= Excerpted records =
......

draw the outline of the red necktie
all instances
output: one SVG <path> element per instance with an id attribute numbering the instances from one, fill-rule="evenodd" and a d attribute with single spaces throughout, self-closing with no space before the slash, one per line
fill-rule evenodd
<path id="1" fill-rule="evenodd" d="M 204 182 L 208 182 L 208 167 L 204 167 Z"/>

......

= Task statement =
The answer should be an exact reproduction of all the entries.

= Expected answer =
draw the outline of the red necktie
all instances
output: one SVG <path> element per instance with an id attribute numbering the instances from one, fill-rule="evenodd" and a d attribute with single spaces throughout, self-closing with no space before the slash, one per line
fill-rule evenodd
<path id="1" fill-rule="evenodd" d="M 204 182 L 208 182 L 208 167 L 204 167 Z"/>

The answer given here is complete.